* Begin SUPPLIED MATERIAL *
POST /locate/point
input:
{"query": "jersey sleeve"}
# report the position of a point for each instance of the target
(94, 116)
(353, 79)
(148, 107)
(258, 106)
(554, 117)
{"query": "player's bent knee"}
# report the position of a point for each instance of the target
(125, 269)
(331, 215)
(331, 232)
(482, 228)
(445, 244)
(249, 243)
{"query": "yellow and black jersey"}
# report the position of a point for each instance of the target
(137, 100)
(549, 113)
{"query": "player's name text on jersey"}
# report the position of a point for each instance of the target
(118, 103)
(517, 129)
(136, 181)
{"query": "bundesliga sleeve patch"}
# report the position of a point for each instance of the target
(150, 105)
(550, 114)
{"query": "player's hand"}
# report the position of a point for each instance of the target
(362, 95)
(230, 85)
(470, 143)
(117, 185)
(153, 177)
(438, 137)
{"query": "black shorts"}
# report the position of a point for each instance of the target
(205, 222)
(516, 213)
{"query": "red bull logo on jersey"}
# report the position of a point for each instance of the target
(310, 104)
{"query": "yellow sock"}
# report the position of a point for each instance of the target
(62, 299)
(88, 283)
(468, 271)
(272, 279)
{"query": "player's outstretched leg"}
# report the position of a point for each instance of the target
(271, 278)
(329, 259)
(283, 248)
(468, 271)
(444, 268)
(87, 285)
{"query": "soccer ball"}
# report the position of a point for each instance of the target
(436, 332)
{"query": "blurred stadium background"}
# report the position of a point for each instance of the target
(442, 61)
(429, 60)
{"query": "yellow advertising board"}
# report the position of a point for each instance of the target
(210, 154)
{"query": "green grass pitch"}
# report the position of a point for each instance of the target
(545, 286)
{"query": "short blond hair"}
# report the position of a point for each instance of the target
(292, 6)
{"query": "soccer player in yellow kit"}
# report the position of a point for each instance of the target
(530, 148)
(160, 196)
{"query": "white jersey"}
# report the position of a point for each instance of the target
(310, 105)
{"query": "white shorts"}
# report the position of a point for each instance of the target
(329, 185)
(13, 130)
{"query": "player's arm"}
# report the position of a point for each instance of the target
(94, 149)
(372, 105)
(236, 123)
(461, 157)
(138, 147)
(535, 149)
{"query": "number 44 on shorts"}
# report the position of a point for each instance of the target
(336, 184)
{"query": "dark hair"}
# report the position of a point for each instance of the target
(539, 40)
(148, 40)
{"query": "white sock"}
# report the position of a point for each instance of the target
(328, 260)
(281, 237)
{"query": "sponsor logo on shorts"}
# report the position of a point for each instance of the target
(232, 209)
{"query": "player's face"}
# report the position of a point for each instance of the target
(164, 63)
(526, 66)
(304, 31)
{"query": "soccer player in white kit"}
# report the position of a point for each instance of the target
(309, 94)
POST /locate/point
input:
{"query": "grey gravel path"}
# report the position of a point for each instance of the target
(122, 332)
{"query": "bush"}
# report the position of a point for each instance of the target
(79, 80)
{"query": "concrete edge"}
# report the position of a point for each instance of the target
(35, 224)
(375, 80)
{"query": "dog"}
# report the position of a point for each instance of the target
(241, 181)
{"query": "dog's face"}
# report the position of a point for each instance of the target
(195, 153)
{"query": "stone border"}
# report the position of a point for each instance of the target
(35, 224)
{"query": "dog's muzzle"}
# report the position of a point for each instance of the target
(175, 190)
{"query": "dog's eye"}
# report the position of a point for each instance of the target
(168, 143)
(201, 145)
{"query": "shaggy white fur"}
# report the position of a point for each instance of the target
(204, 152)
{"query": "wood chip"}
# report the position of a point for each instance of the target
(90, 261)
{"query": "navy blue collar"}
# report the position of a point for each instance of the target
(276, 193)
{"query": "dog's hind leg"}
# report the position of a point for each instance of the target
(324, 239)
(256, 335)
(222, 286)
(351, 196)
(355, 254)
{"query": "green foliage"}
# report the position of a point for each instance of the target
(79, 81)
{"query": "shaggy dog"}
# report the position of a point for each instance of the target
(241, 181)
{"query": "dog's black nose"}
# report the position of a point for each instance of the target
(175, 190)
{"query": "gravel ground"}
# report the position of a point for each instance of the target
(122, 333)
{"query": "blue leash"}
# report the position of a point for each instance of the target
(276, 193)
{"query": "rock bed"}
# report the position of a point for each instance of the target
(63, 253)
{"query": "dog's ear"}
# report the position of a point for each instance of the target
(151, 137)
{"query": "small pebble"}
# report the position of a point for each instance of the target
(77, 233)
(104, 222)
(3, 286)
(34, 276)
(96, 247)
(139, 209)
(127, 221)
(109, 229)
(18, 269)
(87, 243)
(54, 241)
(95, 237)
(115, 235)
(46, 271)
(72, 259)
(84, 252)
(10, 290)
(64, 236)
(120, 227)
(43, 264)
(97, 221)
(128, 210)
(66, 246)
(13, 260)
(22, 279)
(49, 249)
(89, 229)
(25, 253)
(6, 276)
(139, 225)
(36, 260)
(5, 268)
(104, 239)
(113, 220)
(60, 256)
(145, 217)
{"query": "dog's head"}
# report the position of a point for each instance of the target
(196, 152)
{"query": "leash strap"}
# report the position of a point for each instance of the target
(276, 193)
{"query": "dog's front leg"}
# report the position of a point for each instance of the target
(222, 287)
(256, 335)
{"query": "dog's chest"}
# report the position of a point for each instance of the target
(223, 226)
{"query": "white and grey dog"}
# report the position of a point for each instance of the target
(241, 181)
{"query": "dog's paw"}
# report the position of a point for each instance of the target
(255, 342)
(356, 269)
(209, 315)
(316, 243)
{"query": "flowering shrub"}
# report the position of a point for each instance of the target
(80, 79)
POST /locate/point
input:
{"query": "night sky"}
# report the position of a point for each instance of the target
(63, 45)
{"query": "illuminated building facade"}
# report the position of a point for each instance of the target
* End SUPPLIED MATERIAL *
WHAT TO DO => Write out the whole listing again, exactly as it stands.

THE REPLY =>
POST /locate/point
input:
{"query": "jersey sleeve"}
# report the position of a point for each instance of the target
(94, 116)
(353, 79)
(148, 107)
(258, 106)
(554, 117)
{"query": "player's bent knee"}
# report the position of a point for each instance of the target
(125, 269)
(331, 215)
(331, 232)
(482, 228)
(445, 244)
(249, 243)
{"query": "yellow and black jersey"}
# report the position of a point for each instance of the target
(137, 100)
(549, 113)
{"query": "player's name text on jersey"}
# report the position of a point for each instance of the target
(118, 103)
(517, 129)
(136, 181)
{"query": "bundesliga sleeve patch"}
# report the position of a point for each instance of the target
(150, 105)
(550, 114)
{"query": "player's hand"}
# report the position of a point for each instance of the target
(362, 95)
(230, 85)
(470, 143)
(117, 185)
(153, 177)
(438, 137)
{"query": "black shorts"}
# report the position of a point for each instance of the target
(205, 222)
(516, 213)
{"query": "red bull logo on jersey"}
# report the position of a point for each instance of the target
(310, 104)
{"query": "yellow sock"}
# report the position of a point for each instance of the target
(62, 299)
(88, 283)
(468, 271)
(272, 279)
{"query": "player's outstretched leg"}
# report the position of a point for each instance of the target
(271, 278)
(329, 259)
(283, 248)
(468, 271)
(444, 268)
(87, 285)
{"query": "soccer ball"}
# report the position of a point for each instance of the target
(436, 332)
{"query": "blurred stadium background"}
# report the position of a point for each instance of the target
(442, 61)
(429, 60)
{"query": "yellow advertising board"}
# report the position of a point for each instance of the target
(210, 154)
{"query": "green grass pitch"}
# report the position of a point for each instance of the target
(545, 286)
{"query": "short blond hair"}
# report the position of a point for each instance of the target
(292, 6)
{"query": "soccer player in yellow kit"}
# report the position of a point for each instance of the target
(530, 148)
(160, 196)
{"query": "white jersey"}
# report the position of a point for each instance of the target
(310, 105)
{"query": "white shorts"}
# report the position of a point for each instance of the target
(329, 185)
(13, 130)
{"query": "player's arm"}
# report the position of a point for each instance of the target
(94, 149)
(372, 105)
(236, 123)
(461, 157)
(138, 147)
(535, 149)
{"query": "number 44 on shorts"}
# report the position of a point for each instance of the target
(336, 184)
{"query": "dark hair"}
# report the position of a point for each instance of the target
(539, 40)
(148, 40)
{"query": "white sock"}
# report the position of a point for each instance of the target
(328, 260)
(281, 237)
{"query": "sponsor logo on shorts"}
# report the position of a point for each instance of the target
(232, 209)
{"query": "player's face"}
# report the position of a point for each instance of the target
(164, 63)
(526, 66)
(304, 31)
{"query": "soccer player in white kit"}
# report the position of a point for each instance of the target
(309, 94)
POST /locate/point
input:
{"query": "grey gravel path"}
# report the position of a point for each instance of the target
(122, 332)
{"query": "bush"}
# report the position of a point for each instance of the target
(79, 80)
{"query": "concrete edge"}
# report the position of a point for each instance of the target
(35, 224)
(375, 80)
{"query": "dog"}
# report the position of a point for each instance of the target
(241, 181)
{"query": "dog's face"}
# report the position of a point for each instance of the target
(195, 153)
{"query": "stone border"}
# report the position of a point for each instance of the target
(35, 224)
{"query": "dog's muzzle"}
# report the position of a point for each instance of the target
(175, 190)
{"query": "dog's eye"}
# report the position of a point for each instance of the target
(168, 143)
(201, 145)
{"query": "shaggy white fur"}
# report the position of a point for each instance of the target
(204, 152)
{"query": "wood chip"}
# report the position of a point for each instance of the target
(90, 261)
{"query": "navy blue collar"}
# report the position of a point for each instance of the target
(276, 193)
{"query": "dog's hind leg"}
# report the position of a point for each instance of the target
(324, 239)
(256, 335)
(222, 286)
(351, 196)
(355, 254)
{"query": "green foliage"}
# report the position of a point for each instance of the target
(79, 81)
{"query": "shaggy dog"}
# report the position of a point for each instance of the target
(241, 181)
{"query": "dog's black nose"}
# report the position of a point for each instance of the target
(175, 190)
{"query": "gravel ground"}
# report the position of a point for each instance of the target
(122, 333)
{"query": "blue leash"}
# report the position of a point for each instance of the target
(276, 193)
{"query": "rock bed"}
# report the position of a point for each instance of the target
(63, 253)
{"query": "dog's ear"}
# report the position of a point for each instance of the target
(151, 137)
{"query": "small pebble"}
# report the position of a point for each instance of the target
(77, 233)
(104, 222)
(3, 286)
(34, 276)
(96, 247)
(139, 209)
(127, 221)
(109, 229)
(18, 269)
(87, 243)
(54, 241)
(95, 237)
(115, 235)
(46, 271)
(72, 259)
(84, 252)
(10, 290)
(64, 236)
(120, 227)
(43, 264)
(97, 221)
(128, 210)
(66, 246)
(13, 260)
(22, 279)
(49, 249)
(89, 229)
(25, 253)
(6, 276)
(139, 225)
(36, 260)
(5, 268)
(104, 239)
(113, 220)
(60, 256)
(145, 217)
{"query": "dog's head"}
# report the position of a point for each instance of the target
(196, 152)
{"query": "leash strap"}
# report the position of a point for each instance of the target
(276, 193)
{"query": "dog's front leg"}
# report the position of a point for each instance of the target
(222, 287)
(256, 335)
{"query": "dog's chest"}
# report the position of a point for each instance of the target
(223, 226)
{"query": "white and grey dog"}
# report the position of a point for each instance of the target
(241, 181)
{"query": "dog's paw"}
# report the position of a point for each instance of the target
(255, 342)
(356, 269)
(209, 315)
(316, 243)
{"query": "flowering shrub"}
# report the position of a point for each instance of the target
(80, 79)
POST /locate/point
input:
{"query": "night sky"}
# report the position of a point for each instance of the target
(63, 45)
{"query": "illuminated building facade"}
# report the position of a point for each instance of the target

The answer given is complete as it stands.